Task requirements ▸ Where does "soldier" appear in the data? Return each line that holds it.

(Stored data entries)
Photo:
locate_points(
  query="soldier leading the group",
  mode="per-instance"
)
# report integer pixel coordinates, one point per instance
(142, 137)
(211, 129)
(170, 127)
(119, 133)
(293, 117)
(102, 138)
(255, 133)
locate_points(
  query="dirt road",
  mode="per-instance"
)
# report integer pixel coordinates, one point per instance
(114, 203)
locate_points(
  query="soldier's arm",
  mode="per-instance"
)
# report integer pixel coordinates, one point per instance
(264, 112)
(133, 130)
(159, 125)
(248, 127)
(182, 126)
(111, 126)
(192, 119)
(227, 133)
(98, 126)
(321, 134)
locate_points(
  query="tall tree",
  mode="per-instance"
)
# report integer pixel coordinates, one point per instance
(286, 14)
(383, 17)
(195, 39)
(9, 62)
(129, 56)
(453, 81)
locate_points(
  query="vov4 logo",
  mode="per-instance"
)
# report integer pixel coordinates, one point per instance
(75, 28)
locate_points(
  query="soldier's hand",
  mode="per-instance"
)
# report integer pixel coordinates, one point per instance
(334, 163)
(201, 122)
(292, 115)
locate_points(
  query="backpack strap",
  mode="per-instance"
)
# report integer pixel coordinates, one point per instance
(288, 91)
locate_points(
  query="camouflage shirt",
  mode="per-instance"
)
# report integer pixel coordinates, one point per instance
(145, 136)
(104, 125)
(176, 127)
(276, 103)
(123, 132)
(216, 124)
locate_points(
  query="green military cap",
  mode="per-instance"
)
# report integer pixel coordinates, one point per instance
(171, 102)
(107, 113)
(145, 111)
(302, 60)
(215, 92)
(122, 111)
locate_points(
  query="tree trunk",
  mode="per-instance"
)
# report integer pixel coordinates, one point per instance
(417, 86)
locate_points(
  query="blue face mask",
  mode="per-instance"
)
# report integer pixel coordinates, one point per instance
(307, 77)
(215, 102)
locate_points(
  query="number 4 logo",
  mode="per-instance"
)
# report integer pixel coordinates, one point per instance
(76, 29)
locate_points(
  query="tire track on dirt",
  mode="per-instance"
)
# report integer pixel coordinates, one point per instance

Task output ▸
  query="soldier leading the group",
  query="soldier's arm",
  query="soldier's hand",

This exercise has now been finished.